§ What to do
Rewrite the records below with every "marker" switched to "point", keeping all other text the same.

Dataset records on where objects are located
┄┄┄┄┄┄┄┄┄┄

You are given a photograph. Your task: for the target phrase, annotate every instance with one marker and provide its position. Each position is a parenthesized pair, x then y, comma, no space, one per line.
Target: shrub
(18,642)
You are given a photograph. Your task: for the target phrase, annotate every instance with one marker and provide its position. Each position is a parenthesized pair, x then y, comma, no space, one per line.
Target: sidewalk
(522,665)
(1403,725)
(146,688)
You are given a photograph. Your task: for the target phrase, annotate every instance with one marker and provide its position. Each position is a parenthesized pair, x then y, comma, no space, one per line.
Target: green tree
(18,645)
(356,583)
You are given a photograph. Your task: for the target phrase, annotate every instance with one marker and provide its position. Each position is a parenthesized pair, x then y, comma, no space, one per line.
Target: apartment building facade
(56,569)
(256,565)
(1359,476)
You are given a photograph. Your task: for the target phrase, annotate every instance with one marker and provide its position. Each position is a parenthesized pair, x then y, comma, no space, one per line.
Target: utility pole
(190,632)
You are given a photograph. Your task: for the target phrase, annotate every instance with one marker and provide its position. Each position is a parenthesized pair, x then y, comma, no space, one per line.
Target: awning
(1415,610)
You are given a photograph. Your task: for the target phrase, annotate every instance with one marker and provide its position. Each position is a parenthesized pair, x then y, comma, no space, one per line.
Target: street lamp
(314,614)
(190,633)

┄┄┄┄┄┄┄┄┄┄

§ Solution to this exercise
You are given a photograph. Your task: for the target phrase, annotate every instance with one point and provide its position. Each position is a parenthesized pair, x then y, comma, no space, one per line.
Target: shrub
(18,642)
You are given a photograph. Your task: for the target phrase, annotate every instance with one point and provide its position. Each position is a parenthesized pair, x then y, comma, no space, one per line.
Target: sidewalk
(522,665)
(1403,725)
(146,688)
You are given a photograph. Your task: for the target phrase, annotate every instance with one point and provide its position. Each position is a parenthesized pair, x then y, comma, no space, one per line.
Target: green tree
(18,645)
(356,583)
You are given a photograph. Your task: for the target phrase, annotate every instance with one point and provide its position. Each position is a parenthesized pair, x then y, comma, no space, one per line.
Target: apartment building facade
(56,569)
(256,565)
(1359,476)
You are given a photograph. Your task: for the target phrase, annotate every instance with one point and provide its position. Each position is a parenthesized pair, x then y, comma, no space, one per line.
Target: utility pole
(190,632)
You are given a photograph. Your task: for the target phrase, annotate every instance with one point and provide its position. Each position is a parenthesized pair, x then y, comma, no space, one per line.
Target: awning
(1415,610)
You are given a photograph. Your task: for the target phrase, annotate every instance with one point and provide its position. Each position is a parenthesized pair, x then y, comma, no space, one per line.
Target: street lamp
(314,614)
(190,633)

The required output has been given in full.